▶

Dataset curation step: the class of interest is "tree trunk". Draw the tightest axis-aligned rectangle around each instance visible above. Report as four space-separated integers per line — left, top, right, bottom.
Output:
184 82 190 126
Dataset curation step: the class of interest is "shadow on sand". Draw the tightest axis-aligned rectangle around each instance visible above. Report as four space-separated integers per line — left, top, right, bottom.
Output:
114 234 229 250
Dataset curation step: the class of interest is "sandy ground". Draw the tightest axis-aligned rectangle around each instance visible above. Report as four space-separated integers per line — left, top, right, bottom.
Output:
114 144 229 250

◀

__Given instruction__. State how many lines in the rows above contain the word "interest", and reply with only that number.

__Answer__. 3